◆ Stored data entries ◆
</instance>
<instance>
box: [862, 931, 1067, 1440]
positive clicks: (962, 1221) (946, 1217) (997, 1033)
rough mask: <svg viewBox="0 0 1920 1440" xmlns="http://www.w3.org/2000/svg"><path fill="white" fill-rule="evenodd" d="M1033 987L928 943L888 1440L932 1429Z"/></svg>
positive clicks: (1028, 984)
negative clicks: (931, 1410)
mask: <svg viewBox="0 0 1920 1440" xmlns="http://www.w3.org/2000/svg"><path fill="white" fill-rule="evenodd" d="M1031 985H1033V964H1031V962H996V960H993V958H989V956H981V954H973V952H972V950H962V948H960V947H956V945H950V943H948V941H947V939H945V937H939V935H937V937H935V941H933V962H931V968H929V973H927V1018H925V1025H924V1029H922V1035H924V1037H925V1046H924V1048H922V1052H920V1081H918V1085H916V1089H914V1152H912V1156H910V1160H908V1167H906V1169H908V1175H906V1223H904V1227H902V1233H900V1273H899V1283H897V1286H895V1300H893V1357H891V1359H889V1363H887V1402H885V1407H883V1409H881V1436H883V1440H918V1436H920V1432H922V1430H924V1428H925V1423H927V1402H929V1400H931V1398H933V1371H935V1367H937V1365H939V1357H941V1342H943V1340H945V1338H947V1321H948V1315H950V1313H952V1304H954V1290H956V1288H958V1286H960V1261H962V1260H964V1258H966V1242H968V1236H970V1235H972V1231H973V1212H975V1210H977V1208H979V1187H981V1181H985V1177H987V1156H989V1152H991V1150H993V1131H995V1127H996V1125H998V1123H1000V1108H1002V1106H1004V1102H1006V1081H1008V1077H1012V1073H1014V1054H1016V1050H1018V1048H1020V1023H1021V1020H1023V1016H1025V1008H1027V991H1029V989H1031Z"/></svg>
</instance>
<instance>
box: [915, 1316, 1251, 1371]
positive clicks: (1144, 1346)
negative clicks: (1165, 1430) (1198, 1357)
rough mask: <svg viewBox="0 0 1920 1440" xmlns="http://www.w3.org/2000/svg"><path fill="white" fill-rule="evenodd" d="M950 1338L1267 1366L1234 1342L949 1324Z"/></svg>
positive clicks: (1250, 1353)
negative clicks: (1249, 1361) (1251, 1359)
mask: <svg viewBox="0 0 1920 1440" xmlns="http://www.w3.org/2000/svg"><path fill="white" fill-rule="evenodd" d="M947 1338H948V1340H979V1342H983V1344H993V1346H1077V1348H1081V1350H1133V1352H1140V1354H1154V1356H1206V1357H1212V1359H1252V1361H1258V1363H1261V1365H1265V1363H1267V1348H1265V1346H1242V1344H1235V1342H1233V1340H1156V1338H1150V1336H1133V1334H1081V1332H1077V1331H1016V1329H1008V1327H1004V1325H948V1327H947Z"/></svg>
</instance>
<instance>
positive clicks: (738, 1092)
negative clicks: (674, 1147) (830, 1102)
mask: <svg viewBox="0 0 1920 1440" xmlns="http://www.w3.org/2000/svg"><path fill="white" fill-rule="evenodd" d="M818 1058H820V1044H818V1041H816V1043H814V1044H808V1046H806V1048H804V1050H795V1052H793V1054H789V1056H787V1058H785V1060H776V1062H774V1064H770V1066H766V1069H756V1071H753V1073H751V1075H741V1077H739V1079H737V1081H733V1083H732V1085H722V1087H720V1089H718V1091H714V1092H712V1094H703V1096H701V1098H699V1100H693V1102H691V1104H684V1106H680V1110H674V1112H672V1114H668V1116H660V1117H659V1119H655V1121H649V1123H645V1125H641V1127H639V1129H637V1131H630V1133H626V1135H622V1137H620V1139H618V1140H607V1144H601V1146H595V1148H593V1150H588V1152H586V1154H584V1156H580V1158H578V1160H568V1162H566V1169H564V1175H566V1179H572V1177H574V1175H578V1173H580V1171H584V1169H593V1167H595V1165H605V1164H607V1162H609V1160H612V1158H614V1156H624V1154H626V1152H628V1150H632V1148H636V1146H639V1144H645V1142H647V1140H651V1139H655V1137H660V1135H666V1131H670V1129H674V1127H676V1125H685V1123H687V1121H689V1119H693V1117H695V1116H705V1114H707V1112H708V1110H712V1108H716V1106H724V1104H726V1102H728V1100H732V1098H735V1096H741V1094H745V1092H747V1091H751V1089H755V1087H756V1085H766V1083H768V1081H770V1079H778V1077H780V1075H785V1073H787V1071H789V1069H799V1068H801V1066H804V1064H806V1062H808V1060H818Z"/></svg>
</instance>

◆ Task statement ◆
Revise the records above, replacing "rough mask" with "initial mask" throughout and keeping everything else unchanged.

◆ Task solution ◆
</instance>
<instance>
box: [862, 931, 1067, 1440]
positive clicks: (962, 1221) (946, 1217) (997, 1033)
initial mask: <svg viewBox="0 0 1920 1440" xmlns="http://www.w3.org/2000/svg"><path fill="white" fill-rule="evenodd" d="M1033 987L928 943L888 1440L932 1429Z"/></svg>
positive clicks: (1028, 984)
negative clicks: (931, 1410)
mask: <svg viewBox="0 0 1920 1440" xmlns="http://www.w3.org/2000/svg"><path fill="white" fill-rule="evenodd" d="M1031 985H1033V964H1031V962H996V960H993V958H989V956H981V954H973V952H972V950H962V948H960V947H956V945H950V943H948V941H947V939H945V937H939V935H937V937H935V941H933V962H931V968H929V973H927V1018H925V1025H924V1029H922V1035H924V1037H925V1046H924V1048H922V1052H920V1081H918V1085H916V1089H914V1152H912V1156H910V1160H908V1167H906V1169H908V1175H906V1223H904V1227H902V1233H900V1273H899V1283H897V1286H895V1300H893V1357H891V1359H889V1363H887V1402H885V1407H883V1409H881V1436H883V1440H918V1436H920V1432H922V1430H924V1428H925V1423H927V1402H929V1400H931V1398H933V1371H935V1367H937V1365H939V1357H941V1342H943V1340H945V1338H947V1321H948V1315H950V1313H952V1304H954V1290H956V1288H958V1286H960V1261H962V1260H964V1258H966V1242H968V1236H970V1235H972V1231H973V1212H975V1210H977V1208H979V1187H981V1181H985V1177H987V1156H989V1152H991V1150H993V1131H995V1127H996V1125H998V1123H1000V1108H1002V1106H1004V1102H1006V1081H1008V1077H1012V1073H1014V1054H1016V1050H1018V1048H1020V1023H1021V1020H1023V1016H1025V1008H1027V991H1029V989H1031Z"/></svg>
</instance>
<instance>
box: [915, 1316, 1251, 1371]
positive clicks: (1144, 1346)
negative clicks: (1165, 1430) (1198, 1357)
initial mask: <svg viewBox="0 0 1920 1440" xmlns="http://www.w3.org/2000/svg"><path fill="white" fill-rule="evenodd" d="M950 1338L1267 1366L1234 1342L949 1324Z"/></svg>
positive clicks: (1250, 1353)
negative clicks: (1249, 1361) (1251, 1359)
mask: <svg viewBox="0 0 1920 1440" xmlns="http://www.w3.org/2000/svg"><path fill="white" fill-rule="evenodd" d="M947 1338H948V1340H979V1342H983V1344H993V1346H1077V1348H1081V1350H1133V1352H1140V1354H1154V1356H1206V1357H1212V1359H1252V1361H1258V1363H1261V1365H1265V1363H1267V1348H1265V1346H1242V1344H1235V1342H1233V1340H1156V1338H1150V1336H1133V1334H1081V1332H1077V1331H1016V1329H1008V1327H1004V1325H948V1327H947Z"/></svg>
</instance>
<instance>
positive clicks: (738, 1092)
negative clicks: (674, 1147) (830, 1102)
mask: <svg viewBox="0 0 1920 1440" xmlns="http://www.w3.org/2000/svg"><path fill="white" fill-rule="evenodd" d="M818 1058H820V1044H818V1041H816V1043H814V1044H808V1046H806V1048H804V1050H795V1052H793V1054H789V1056H787V1058H785V1060H776V1062H774V1064H770V1066H766V1069H756V1071H753V1073H751V1075H741V1077H739V1079H737V1081H733V1083H732V1085H722V1087H720V1089H718V1091H714V1092H712V1094H703V1096H701V1098H699V1100H693V1102H691V1104H684V1106H680V1110H674V1112H672V1114H668V1116H660V1117H659V1119H655V1121H649V1123H645V1125H641V1127H639V1129H637V1131H630V1133H626V1135H622V1137H620V1139H618V1140H607V1144H601V1146H595V1148H593V1150H588V1152H586V1154H584V1156H580V1158H578V1160H568V1162H566V1169H564V1175H566V1179H572V1177H574V1175H578V1173H580V1171H584V1169H593V1167H595V1165H605V1164H607V1162H609V1160H612V1158H614V1156H624V1154H626V1152H628V1150H632V1148H636V1146H639V1144H645V1142H647V1140H651V1139H655V1137H660V1135H666V1131H670V1129H674V1127H676V1125H685V1123H687V1121H689V1119H693V1117H695V1116H705V1114H707V1112H708V1110H712V1108H716V1106H724V1104H726V1102H728V1100H732V1098H735V1096H741V1094H745V1092H747V1091H751V1089H755V1087H756V1085H766V1083H768V1081H770V1079H778V1077H780V1075H785V1073H787V1071H789V1069H799V1068H801V1066H804V1064H806V1062H808V1060H818Z"/></svg>
</instance>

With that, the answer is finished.